PROVIDED PASSAGE.

Mathematics
Intent – why do we teach what we teach in Mathematics?
Our intent for all our children is for them to become fluent in the basic mathematical concepts through varied and frequent practice with increasingly complex problems over time. With strong fluency in mathematics, students will be able to reason mathematically by following a line of enquiry and be able to justify, explain, argue and generalise using mathematical methods and language. We will also develop our students to become problem-solvers by applying their knowledge of mathematics to routine and non-routine problems, while working efficiently and being able to break down a problem into simpler steps.
The mathematics journey will introduce and build on students’ knowledge of the six strands which are Number; Algebra; Ratio, Proportion and Rates of Change; Geometry and Measures; Statistics and Probability. Through each key stage there will be varied content covered within the six strands. Number will be a fundamental focus in EYFS and Key Stage 1 and alongside multiplicative reasoning to unlock their development of the other strands across Key Stage 2 to 5.
All through we have high aspirations for our students and the aim is not to limit students but ensure all have access to a high-quality mathematics learning experience. Teachers have the autonomy to teach what is appropriate to their students and adapt for their needs. We expect that where students struggle, teachers adjust the curriculum appropriately to ensure that the students can access mathematical concepts through addressing gaps in prior knowledge and scaffolding learning where necessary. At the top end, we aim to provide opportunities for students to go deeper into their understanding rather than accelerate through the curriculum.
Implementation – how do we teach Mathematics?
EYFS and Key Stage 1
The principal focus of mathematics teaching in key stage 1 is to ensure that pupils develop confidence and mental fluency with whole numbers, counting and place value. This should involve working with numerals, words and the four operations, including with practical resources [for example, concrete objects and measuring tools]. At this stage, pupils should develop their ability to recognise, describe, draw, compare and sort different shapes and use the related vocabulary. Teaching should also involve using a range of measures to describe and compare different quantities such as length, mass, capacity/volume, time and money. By the end of year 2, pupils should know the number bonds to 20 and be precise in using and understanding place value. An emphasis on practice at this early stage will aid fluency. Pupils should read and spell mathematical vocabulary, at a level consistent with their increasing word reading and spelling knowledge at key stage 1.

RECORDS SHOWN.
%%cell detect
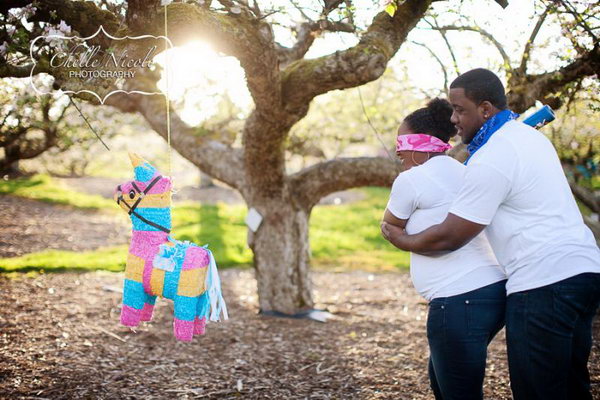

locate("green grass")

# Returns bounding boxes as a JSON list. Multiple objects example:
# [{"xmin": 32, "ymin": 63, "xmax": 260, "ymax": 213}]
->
[
  {"xmin": 0, "ymin": 245, "xmax": 127, "ymax": 273},
  {"xmin": 0, "ymin": 175, "xmax": 409, "ymax": 272},
  {"xmin": 0, "ymin": 175, "xmax": 115, "ymax": 210}
]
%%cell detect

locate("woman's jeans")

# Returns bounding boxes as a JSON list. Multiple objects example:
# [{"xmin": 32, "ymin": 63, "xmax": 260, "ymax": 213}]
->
[
  {"xmin": 427, "ymin": 280, "xmax": 506, "ymax": 400},
  {"xmin": 506, "ymin": 273, "xmax": 600, "ymax": 400}
]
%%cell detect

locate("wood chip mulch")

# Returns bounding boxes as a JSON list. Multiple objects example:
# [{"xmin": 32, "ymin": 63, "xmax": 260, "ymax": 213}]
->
[{"xmin": 0, "ymin": 270, "xmax": 600, "ymax": 399}]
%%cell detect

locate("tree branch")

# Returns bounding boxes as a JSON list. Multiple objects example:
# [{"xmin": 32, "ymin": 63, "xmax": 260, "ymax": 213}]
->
[
  {"xmin": 288, "ymin": 157, "xmax": 400, "ymax": 209},
  {"xmin": 519, "ymin": 7, "xmax": 550, "ymax": 75},
  {"xmin": 282, "ymin": 0, "xmax": 431, "ymax": 110},
  {"xmin": 508, "ymin": 44, "xmax": 600, "ymax": 112},
  {"xmin": 411, "ymin": 41, "xmax": 448, "ymax": 95},
  {"xmin": 431, "ymin": 25, "xmax": 512, "ymax": 73}
]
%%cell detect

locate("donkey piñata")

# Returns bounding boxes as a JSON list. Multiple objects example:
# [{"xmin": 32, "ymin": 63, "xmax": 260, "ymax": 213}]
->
[{"xmin": 114, "ymin": 153, "xmax": 227, "ymax": 341}]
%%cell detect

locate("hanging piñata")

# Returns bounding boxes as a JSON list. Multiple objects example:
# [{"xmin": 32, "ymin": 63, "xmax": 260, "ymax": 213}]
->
[{"xmin": 114, "ymin": 153, "xmax": 228, "ymax": 342}]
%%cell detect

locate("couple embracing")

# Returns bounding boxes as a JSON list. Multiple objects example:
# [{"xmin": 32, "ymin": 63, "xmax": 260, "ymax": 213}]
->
[{"xmin": 381, "ymin": 69, "xmax": 600, "ymax": 400}]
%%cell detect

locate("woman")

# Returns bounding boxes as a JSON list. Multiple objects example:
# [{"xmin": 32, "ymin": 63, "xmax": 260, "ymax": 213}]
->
[{"xmin": 384, "ymin": 99, "xmax": 506, "ymax": 400}]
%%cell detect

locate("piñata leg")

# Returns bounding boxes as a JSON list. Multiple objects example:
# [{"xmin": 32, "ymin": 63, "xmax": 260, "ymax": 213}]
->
[
  {"xmin": 141, "ymin": 293, "xmax": 156, "ymax": 321},
  {"xmin": 121, "ymin": 279, "xmax": 146, "ymax": 326},
  {"xmin": 194, "ymin": 292, "xmax": 209, "ymax": 335},
  {"xmin": 173, "ymin": 295, "xmax": 197, "ymax": 342}
]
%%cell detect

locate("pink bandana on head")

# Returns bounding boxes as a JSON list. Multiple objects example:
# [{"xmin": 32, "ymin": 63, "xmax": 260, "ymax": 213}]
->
[{"xmin": 396, "ymin": 133, "xmax": 452, "ymax": 153}]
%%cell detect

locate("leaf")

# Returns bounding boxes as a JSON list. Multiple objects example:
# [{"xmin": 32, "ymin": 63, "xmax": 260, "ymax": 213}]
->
[{"xmin": 385, "ymin": 1, "xmax": 398, "ymax": 17}]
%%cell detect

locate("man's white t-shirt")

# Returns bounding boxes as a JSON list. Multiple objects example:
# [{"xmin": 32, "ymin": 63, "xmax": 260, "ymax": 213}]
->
[
  {"xmin": 387, "ymin": 155, "xmax": 506, "ymax": 300},
  {"xmin": 450, "ymin": 121, "xmax": 600, "ymax": 294}
]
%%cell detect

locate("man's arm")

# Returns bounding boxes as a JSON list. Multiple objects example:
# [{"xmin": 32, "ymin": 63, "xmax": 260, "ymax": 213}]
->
[
  {"xmin": 383, "ymin": 208, "xmax": 408, "ymax": 229},
  {"xmin": 381, "ymin": 214, "xmax": 486, "ymax": 255}
]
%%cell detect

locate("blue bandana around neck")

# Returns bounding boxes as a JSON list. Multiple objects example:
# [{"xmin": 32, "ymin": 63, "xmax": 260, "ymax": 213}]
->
[{"xmin": 465, "ymin": 110, "xmax": 519, "ymax": 165}]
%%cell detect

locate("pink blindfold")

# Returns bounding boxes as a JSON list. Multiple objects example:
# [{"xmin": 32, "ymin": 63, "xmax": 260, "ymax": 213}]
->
[{"xmin": 396, "ymin": 133, "xmax": 452, "ymax": 153}]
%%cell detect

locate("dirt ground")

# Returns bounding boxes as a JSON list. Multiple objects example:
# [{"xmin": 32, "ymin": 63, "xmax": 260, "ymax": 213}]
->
[{"xmin": 0, "ymin": 270, "xmax": 600, "ymax": 399}]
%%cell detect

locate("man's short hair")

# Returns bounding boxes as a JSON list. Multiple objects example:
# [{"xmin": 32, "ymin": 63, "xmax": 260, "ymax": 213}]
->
[{"xmin": 450, "ymin": 68, "xmax": 507, "ymax": 110}]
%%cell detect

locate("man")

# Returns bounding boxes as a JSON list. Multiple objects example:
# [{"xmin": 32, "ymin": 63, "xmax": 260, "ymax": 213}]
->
[{"xmin": 382, "ymin": 69, "xmax": 600, "ymax": 400}]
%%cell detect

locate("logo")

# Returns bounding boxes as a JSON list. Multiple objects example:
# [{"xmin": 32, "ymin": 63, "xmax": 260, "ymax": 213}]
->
[{"xmin": 29, "ymin": 25, "xmax": 173, "ymax": 104}]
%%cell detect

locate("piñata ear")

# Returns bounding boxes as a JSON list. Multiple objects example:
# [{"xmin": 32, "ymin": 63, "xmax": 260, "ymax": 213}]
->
[{"xmin": 129, "ymin": 153, "xmax": 157, "ymax": 182}]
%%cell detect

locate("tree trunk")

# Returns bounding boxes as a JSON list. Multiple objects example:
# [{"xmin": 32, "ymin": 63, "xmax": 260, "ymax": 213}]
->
[{"xmin": 248, "ymin": 196, "xmax": 314, "ymax": 315}]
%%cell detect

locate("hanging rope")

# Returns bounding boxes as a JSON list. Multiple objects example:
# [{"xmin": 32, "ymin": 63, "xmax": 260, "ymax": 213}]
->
[
  {"xmin": 356, "ymin": 86, "xmax": 394, "ymax": 161},
  {"xmin": 67, "ymin": 95, "xmax": 110, "ymax": 151},
  {"xmin": 165, "ymin": 4, "xmax": 173, "ymax": 179}
]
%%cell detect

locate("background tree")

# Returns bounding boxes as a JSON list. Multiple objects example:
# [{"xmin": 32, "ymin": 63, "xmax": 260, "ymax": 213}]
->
[{"xmin": 0, "ymin": 0, "xmax": 596, "ymax": 313}]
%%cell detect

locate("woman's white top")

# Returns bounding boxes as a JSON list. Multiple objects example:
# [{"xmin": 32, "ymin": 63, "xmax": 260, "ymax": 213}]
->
[{"xmin": 387, "ymin": 155, "xmax": 506, "ymax": 300}]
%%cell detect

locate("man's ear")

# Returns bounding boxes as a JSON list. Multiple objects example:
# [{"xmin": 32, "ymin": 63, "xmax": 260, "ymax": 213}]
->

PROBLEM DETAILS.
In the mathematics curriculum text, by the end of which year should pupils know the number bonds to 20? The records are separate from the text.

TASK SOLUTION.
Year 2